# Records for this task
■ ■ ■ ■ ■
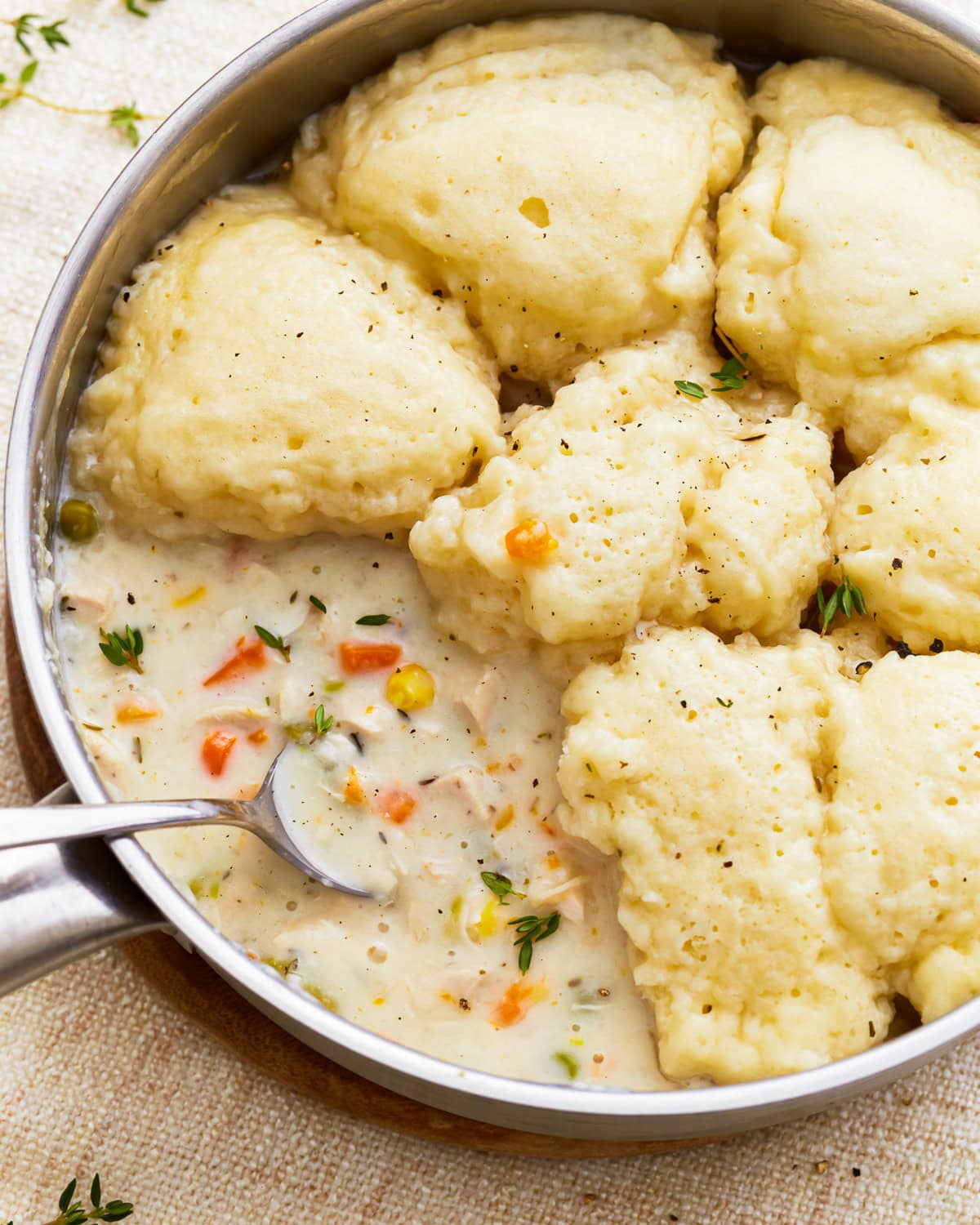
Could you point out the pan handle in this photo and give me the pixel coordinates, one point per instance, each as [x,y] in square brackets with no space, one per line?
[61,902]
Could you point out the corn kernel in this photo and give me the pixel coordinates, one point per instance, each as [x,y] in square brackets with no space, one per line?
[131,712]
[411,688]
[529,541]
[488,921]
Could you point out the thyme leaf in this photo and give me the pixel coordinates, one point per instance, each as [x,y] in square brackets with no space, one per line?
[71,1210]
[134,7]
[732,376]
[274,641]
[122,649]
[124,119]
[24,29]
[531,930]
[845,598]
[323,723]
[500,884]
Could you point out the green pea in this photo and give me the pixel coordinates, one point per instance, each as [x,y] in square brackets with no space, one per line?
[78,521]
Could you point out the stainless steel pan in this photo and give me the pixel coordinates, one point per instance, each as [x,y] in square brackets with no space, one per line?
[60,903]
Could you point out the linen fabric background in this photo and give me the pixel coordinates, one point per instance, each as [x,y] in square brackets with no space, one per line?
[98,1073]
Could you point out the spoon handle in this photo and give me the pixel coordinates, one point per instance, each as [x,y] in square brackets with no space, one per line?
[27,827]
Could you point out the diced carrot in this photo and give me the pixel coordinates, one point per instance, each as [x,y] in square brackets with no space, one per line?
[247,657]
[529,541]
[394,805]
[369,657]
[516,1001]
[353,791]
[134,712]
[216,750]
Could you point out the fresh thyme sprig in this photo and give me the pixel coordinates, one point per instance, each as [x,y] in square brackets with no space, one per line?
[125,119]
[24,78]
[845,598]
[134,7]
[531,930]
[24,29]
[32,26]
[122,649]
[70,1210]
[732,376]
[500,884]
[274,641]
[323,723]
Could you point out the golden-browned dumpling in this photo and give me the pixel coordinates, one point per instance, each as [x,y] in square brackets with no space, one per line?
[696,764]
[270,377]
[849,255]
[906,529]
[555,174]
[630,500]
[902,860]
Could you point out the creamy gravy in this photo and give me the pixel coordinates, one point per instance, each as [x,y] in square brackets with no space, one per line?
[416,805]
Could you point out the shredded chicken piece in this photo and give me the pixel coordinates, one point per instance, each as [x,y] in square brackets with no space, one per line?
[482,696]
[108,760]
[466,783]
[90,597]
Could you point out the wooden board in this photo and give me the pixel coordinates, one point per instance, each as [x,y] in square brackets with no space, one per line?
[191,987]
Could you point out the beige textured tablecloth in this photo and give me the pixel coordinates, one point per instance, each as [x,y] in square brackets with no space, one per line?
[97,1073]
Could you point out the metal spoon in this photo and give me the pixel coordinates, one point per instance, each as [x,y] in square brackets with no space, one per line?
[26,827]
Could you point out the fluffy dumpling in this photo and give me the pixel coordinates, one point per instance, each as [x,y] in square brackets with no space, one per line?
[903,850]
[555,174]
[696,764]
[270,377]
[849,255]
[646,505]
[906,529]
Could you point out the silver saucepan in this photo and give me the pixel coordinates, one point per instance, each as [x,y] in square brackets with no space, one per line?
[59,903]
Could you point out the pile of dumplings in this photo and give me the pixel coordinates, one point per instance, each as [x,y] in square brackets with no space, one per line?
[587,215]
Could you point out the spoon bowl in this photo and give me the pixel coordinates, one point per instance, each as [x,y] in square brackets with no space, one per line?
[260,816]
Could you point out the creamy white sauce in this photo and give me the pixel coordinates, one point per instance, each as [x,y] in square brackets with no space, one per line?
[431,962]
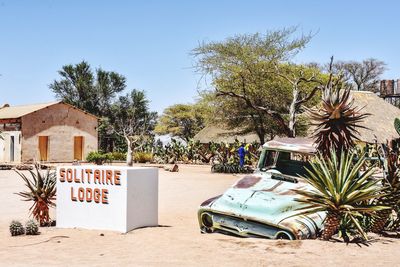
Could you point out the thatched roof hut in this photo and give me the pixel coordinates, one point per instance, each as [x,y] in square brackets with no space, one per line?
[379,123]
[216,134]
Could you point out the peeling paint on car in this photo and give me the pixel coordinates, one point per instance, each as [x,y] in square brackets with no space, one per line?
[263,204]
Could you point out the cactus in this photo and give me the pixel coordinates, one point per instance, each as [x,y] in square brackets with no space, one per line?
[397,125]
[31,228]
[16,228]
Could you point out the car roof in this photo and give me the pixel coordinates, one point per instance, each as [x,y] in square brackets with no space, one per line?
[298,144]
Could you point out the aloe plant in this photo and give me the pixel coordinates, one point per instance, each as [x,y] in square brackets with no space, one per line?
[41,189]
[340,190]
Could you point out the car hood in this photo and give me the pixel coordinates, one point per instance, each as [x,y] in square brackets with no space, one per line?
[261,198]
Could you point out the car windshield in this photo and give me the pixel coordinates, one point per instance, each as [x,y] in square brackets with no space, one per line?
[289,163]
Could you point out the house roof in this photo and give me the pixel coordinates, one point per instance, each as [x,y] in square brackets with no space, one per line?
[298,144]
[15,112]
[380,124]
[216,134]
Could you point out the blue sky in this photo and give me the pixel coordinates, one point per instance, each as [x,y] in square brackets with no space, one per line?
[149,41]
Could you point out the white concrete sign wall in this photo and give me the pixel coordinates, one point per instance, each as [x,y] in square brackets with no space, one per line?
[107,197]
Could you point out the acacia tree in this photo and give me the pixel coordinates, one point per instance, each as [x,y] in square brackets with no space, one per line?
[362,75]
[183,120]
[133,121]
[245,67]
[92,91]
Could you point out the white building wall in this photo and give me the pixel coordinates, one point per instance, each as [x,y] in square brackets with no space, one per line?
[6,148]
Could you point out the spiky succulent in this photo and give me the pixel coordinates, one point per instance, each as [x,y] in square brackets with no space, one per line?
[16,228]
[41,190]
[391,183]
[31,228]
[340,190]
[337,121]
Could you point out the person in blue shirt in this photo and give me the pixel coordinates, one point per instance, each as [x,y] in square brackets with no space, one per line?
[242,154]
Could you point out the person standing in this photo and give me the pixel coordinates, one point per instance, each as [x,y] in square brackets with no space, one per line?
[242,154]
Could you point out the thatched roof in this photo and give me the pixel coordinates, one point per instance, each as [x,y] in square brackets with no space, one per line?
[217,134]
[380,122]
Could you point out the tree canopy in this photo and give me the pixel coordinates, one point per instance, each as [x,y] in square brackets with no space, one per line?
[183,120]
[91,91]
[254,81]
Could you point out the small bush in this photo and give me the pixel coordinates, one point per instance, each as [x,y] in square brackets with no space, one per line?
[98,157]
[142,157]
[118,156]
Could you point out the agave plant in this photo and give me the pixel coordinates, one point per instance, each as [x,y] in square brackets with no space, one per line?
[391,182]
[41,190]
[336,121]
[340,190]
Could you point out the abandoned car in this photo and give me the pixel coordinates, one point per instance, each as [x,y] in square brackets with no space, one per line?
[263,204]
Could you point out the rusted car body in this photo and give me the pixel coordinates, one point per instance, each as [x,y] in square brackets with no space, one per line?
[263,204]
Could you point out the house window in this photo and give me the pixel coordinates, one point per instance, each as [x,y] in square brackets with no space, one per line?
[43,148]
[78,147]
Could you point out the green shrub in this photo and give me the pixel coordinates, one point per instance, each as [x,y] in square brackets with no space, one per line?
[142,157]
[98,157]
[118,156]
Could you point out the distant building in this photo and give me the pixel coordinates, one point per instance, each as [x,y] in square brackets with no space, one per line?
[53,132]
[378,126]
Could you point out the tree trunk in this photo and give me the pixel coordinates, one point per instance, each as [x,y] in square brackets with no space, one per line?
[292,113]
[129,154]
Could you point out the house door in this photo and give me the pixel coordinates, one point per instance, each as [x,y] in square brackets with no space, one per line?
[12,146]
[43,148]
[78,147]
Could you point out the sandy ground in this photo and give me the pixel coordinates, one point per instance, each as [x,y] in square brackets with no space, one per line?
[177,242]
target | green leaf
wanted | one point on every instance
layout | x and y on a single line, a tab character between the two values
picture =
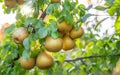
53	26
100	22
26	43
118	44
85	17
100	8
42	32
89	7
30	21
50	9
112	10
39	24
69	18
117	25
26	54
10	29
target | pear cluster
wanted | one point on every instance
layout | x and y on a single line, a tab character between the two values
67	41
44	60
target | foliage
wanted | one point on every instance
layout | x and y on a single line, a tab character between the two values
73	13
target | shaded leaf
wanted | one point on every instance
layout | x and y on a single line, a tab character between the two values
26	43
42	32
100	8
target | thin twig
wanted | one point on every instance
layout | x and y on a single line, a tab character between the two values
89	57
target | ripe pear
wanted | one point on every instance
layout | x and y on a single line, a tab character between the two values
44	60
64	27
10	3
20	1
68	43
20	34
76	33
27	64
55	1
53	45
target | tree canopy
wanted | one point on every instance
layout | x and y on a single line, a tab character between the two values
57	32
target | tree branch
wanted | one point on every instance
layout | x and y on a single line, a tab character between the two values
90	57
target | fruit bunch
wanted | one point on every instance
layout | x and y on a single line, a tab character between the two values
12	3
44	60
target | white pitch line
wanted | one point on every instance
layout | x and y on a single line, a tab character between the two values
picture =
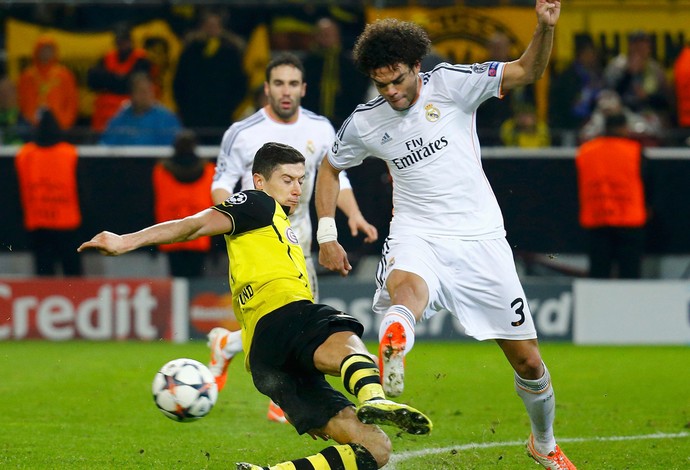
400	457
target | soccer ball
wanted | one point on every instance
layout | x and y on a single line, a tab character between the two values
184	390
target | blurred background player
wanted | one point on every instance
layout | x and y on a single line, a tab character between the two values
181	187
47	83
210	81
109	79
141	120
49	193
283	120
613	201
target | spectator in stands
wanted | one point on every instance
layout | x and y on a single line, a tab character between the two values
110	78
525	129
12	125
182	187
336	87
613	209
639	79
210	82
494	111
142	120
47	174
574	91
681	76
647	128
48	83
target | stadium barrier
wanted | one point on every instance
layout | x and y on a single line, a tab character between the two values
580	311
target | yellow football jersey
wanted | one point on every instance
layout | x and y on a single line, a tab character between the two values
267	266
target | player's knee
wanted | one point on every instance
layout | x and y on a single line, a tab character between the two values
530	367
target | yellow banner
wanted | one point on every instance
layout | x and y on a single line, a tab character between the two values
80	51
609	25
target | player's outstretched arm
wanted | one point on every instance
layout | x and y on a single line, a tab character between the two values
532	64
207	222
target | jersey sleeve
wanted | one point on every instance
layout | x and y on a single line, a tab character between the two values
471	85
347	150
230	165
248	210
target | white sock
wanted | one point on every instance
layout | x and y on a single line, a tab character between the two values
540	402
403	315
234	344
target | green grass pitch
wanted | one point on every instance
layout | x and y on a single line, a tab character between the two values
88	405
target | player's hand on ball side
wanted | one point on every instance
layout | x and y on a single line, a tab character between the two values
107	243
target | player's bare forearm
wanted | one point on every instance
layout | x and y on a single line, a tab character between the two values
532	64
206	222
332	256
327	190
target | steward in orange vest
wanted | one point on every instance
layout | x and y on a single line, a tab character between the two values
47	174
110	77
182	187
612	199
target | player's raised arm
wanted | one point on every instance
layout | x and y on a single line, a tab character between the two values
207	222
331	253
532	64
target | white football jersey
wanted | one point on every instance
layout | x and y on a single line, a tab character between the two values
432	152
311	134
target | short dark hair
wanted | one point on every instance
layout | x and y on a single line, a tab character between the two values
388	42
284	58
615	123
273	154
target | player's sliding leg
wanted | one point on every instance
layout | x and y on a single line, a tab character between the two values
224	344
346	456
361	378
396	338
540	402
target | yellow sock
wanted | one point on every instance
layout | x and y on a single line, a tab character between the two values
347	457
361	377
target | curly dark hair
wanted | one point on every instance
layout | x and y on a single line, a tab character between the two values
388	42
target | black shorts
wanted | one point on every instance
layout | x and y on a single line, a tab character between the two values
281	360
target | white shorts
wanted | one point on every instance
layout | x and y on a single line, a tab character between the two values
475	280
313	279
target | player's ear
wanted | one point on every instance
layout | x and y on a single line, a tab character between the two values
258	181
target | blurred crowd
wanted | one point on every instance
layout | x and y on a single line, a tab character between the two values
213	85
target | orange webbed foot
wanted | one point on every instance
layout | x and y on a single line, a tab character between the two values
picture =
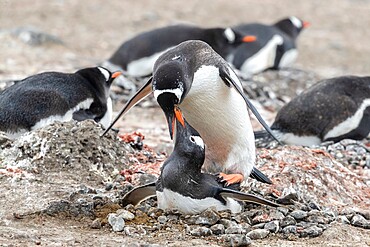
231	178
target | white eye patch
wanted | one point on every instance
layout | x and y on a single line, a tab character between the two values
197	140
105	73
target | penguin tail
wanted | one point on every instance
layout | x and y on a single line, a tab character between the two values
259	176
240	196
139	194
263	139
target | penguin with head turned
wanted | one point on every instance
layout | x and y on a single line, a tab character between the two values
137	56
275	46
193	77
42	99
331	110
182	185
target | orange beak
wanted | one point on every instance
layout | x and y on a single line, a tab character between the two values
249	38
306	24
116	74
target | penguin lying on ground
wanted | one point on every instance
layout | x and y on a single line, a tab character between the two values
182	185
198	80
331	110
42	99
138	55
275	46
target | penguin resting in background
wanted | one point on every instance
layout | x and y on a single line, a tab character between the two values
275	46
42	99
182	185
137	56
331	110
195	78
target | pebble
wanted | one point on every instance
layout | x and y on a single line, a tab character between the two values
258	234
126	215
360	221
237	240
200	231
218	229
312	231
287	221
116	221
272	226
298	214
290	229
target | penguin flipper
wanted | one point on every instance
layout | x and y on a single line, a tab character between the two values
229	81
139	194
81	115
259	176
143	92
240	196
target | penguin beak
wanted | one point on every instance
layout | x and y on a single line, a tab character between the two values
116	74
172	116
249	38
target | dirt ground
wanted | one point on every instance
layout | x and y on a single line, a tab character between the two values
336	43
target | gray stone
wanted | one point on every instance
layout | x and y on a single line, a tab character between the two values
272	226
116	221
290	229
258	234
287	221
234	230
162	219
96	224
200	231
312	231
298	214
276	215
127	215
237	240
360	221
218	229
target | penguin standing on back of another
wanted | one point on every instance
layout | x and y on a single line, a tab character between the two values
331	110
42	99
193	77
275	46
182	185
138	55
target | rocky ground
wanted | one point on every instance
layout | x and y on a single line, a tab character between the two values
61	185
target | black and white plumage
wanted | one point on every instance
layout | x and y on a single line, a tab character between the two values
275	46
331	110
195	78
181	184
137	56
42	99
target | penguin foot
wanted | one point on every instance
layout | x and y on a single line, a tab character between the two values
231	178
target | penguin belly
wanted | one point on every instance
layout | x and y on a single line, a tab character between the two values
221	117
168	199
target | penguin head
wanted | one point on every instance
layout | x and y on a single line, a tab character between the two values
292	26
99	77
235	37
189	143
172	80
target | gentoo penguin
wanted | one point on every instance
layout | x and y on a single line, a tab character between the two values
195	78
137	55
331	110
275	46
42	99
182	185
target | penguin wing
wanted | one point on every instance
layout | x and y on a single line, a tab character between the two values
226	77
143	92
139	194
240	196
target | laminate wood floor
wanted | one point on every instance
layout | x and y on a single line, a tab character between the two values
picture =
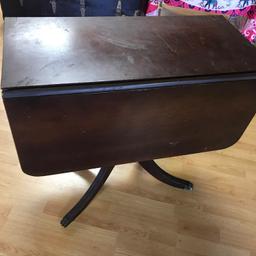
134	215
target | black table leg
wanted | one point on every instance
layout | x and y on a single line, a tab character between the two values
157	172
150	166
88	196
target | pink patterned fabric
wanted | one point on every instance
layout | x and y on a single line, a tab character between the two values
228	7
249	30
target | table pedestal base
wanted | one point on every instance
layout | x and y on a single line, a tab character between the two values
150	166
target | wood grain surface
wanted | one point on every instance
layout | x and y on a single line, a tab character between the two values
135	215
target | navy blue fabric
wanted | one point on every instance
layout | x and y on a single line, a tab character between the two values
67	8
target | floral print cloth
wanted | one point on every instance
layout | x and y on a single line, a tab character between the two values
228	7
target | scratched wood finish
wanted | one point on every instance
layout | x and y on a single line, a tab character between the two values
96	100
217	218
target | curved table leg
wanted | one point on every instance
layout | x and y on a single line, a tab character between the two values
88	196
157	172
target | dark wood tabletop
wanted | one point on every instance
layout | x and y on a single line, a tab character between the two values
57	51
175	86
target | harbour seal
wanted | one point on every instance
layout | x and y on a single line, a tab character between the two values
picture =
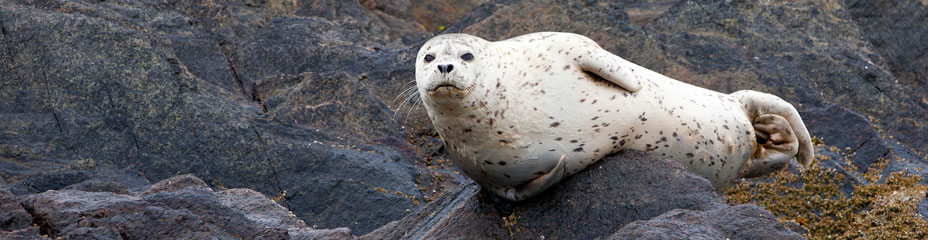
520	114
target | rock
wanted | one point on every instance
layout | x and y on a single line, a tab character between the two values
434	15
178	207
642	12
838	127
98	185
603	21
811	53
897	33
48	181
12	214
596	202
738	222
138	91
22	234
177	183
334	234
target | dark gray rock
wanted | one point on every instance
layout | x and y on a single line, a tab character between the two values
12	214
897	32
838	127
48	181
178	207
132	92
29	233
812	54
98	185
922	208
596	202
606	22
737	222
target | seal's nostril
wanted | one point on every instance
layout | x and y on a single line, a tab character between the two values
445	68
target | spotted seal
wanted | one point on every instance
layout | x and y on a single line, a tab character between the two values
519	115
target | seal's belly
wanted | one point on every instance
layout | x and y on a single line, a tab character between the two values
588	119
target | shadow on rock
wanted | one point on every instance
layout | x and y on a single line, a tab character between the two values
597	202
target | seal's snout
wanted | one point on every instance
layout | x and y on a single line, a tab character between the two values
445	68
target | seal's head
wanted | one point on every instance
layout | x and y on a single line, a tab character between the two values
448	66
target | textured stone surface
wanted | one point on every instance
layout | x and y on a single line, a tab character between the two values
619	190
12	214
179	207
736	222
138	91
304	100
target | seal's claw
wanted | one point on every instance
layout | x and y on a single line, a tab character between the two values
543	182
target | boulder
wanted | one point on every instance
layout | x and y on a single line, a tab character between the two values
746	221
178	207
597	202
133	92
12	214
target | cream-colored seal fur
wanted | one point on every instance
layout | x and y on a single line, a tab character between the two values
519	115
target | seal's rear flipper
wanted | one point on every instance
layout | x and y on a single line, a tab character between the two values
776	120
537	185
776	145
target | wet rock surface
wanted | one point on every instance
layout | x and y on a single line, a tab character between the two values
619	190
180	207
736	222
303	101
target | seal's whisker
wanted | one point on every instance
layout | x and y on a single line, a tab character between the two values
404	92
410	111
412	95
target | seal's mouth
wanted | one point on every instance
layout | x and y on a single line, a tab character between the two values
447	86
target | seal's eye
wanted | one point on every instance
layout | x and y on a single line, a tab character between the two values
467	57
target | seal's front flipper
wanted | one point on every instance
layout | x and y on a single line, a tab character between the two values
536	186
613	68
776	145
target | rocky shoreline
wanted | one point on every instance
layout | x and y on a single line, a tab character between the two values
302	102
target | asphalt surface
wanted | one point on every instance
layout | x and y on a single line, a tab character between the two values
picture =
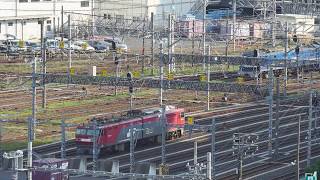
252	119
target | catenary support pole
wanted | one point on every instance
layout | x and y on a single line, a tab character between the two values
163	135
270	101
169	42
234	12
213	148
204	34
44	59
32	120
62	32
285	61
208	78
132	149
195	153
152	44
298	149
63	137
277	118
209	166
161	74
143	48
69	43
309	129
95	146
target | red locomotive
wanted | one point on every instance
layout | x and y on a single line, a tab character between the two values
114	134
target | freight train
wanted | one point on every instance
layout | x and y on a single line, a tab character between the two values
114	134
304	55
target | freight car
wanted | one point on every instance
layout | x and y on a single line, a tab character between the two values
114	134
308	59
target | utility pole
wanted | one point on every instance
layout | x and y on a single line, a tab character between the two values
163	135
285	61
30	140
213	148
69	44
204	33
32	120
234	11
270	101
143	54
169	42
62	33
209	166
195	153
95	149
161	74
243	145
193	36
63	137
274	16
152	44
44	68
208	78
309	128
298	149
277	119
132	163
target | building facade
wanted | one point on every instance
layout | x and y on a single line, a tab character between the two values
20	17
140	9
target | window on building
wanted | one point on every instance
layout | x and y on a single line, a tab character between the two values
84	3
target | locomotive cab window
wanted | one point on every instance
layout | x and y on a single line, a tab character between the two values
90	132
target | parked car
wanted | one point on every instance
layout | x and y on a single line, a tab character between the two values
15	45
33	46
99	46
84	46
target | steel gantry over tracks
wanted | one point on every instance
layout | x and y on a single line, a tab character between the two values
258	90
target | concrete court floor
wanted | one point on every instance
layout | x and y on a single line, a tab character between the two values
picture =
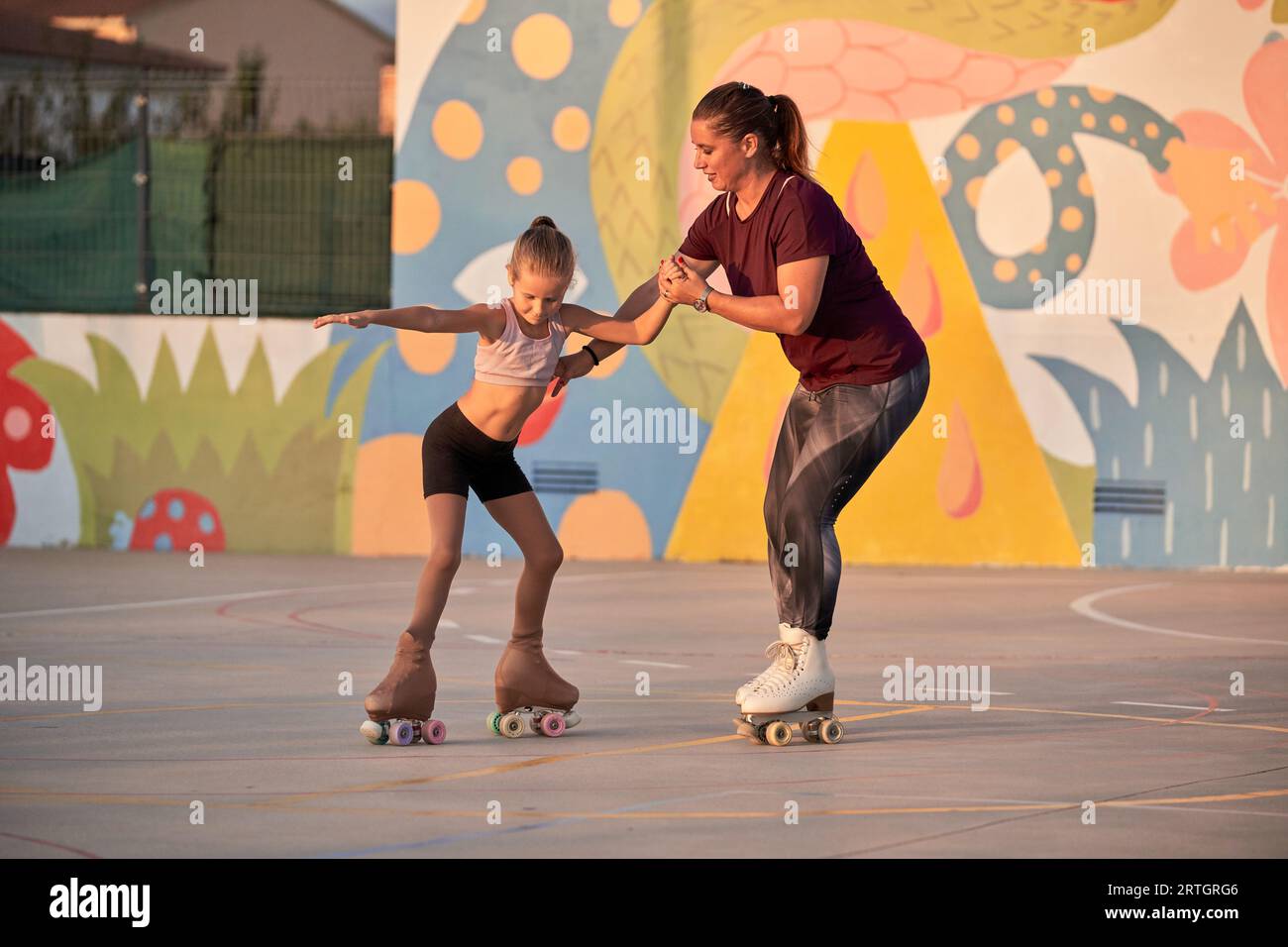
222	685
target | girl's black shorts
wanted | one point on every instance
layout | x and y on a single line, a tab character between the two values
■ ■ ■ ■ ■
# Exercise requirements
Look above for the line containing "target | utility pole"; output that line and all lines after it through the last one exactly, without the pictures.

# Task output
target | utility pole
wanted | one point on every instance
layout | x and y on a single line, a tab character between the two values
163	135
285	61
30	140
213	148
69	44
204	33
32	120
234	11
270	101
143	54
169	42
62	33
209	166
195	153
95	149
161	74
243	145
193	36
63	137
274	16
152	44
44	68
208	78
309	128
298	149
277	119
132	163
target | building facade
wanted | one point on every instance
layout | x and y on a single line, a tab character between the two values
20	17
140	9
target | window on building
wanted | one point on every instance
layout | x and y on a single line, a tab character between the two values
84	3
target | locomotive cab window
wanted | one point on every instance
layout | x and y on a single line, a tab character between the two values
90	132
target | parked car
wanted | one point on every instance
layout | x and y on a single line, a tab character between the two values
15	45
33	46
99	46
84	46
target | steel gantry over tracks
wanted | one point on every instance
layout | x and y on a single line, a tab character between the two values
258	90
target | concrete court floor
wanted | one point on every instance
layout | x and y on a single line, a tab character between the two values
picture =
222	685
target | girl's black shorts
wanted | one point on every instance
layout | x and y on a single line, a tab character between the two values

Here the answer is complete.